Extract to read
━━━━━━━━━━━━━━━━

You know that I would be a liar
If I was to say to you
Girl, we couldn’t get much higher
Come on baby, light my fire
Come on baby, light my fire
Try to set the night on fire.”
– The Doors (1967)
The following was posted by the California Chaparral Institute (https://www.californiachaparral.org/) and I thought it was worth sharing their post:
“Next time you hear someone claim California, the Sierra Nevada (pick your spot) is supposed to burn every 5-10 years or so, or when someone uses the pine forests in the Southeast or Arizona/New Mexico as a model of what is supposed to happen in California fire wise, show them this map. The natural fire return interval in California is pretty low… from nothing to pretty darn infrequent when compared to the rest of the country.”
“Natural” fires are mostly a non-starter, in today’s world of human-caused wildfires. Most of America does not see the major differences, between the two kinds of fires. Similarly, today’s wildfires are burning through much different landscapes, too. The idea that “natural fires” are great for forests just isn’t statistically-important, in the real world of today.

━━━━━━━━━━━━━━━━

Pointing dataset data
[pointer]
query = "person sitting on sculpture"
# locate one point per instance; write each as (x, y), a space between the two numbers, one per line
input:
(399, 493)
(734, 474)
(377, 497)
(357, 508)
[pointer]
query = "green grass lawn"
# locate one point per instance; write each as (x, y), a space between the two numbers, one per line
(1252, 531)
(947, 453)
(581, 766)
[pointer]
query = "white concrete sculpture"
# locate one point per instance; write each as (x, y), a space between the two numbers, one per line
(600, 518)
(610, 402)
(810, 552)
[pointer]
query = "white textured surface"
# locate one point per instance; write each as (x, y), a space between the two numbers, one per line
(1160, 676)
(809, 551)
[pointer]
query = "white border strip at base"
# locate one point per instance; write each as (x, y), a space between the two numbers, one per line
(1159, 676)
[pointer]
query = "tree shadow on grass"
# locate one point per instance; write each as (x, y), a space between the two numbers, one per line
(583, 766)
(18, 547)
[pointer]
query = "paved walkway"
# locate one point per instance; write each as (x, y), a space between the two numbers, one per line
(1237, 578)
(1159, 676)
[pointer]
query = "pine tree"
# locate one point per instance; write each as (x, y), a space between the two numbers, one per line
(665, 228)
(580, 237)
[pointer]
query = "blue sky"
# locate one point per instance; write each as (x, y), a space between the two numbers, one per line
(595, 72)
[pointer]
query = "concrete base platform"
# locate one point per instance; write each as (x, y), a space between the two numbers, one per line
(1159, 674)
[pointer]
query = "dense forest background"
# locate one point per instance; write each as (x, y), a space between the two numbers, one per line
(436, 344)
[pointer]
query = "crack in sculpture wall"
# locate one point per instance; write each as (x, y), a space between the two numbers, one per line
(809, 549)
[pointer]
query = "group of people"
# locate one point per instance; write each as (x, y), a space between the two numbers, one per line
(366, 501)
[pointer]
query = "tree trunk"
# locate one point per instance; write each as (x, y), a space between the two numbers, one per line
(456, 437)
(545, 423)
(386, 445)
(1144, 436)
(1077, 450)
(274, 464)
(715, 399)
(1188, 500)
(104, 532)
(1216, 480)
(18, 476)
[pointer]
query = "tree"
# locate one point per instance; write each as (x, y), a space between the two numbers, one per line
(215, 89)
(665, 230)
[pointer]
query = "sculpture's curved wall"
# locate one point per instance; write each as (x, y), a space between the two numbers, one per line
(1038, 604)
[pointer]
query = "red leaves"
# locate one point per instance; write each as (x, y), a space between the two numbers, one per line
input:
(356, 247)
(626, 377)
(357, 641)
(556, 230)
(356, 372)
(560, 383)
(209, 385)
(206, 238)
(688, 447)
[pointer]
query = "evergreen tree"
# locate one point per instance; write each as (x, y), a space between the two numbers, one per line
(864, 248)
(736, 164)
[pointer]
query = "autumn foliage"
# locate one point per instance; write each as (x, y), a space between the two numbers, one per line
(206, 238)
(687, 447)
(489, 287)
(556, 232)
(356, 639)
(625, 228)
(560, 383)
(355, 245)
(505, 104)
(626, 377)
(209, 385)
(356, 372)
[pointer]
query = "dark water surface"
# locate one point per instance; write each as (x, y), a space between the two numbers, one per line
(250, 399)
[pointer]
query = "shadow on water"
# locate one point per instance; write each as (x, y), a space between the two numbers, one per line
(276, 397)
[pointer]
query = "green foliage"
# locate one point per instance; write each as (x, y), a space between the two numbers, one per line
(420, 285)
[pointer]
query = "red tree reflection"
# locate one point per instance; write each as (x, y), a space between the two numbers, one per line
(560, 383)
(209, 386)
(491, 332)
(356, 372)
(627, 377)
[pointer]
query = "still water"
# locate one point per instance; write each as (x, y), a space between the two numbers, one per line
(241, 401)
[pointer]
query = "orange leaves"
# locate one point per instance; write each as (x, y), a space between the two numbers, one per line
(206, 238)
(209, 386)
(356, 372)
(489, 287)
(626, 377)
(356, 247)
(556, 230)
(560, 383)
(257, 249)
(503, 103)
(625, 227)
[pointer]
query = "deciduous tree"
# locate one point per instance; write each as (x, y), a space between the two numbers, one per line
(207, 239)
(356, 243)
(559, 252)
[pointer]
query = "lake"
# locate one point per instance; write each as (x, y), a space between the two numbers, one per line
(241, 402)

━━━━━━━━━━━━━━━━

Task objective
Write the next part of the wildfire post, starting after its final sentence. This data has no connection to the wildfire post.

Response
Is there a correlation between frequency of lighting strikes and forest fires? It sure seems counter intuitive since no where in the west, where most forest fires seem to occur have high lightning strike density.
Interesting! But somehow I don’t think frequency directly links to fires on the ground. Many Midwest lightning strikes are during rain storms. Can anyone parse this out further?
Mathew, I think you could really benefit from a fire ecology 101 course. This does not show what you think it does.
Pretty sure I understand Fire Ecology 101 and then some. As always, thanks for the advice though.
I don’t think you do. Trying to make a direct correlation between lighting density per square mile and fire return interval shows a complete lack of understanding of fire ecology. Thanks.
Thanks Jim. I don’t think your reading comprehension is very strong. As I clearly stated “The following was posted by the California Chaparral Institute.”
Matthew I will state again, I don’t think you understand the basics of fire ecology. Is there a reason you decided to share this nonsense commentary? I find the dis-information campaign you and others wage against the basics of fire ecology to be offensive. You and others push nonsense information to try and confuse the general public in order to push a political agenda that is founded on emotion rather than grounded science.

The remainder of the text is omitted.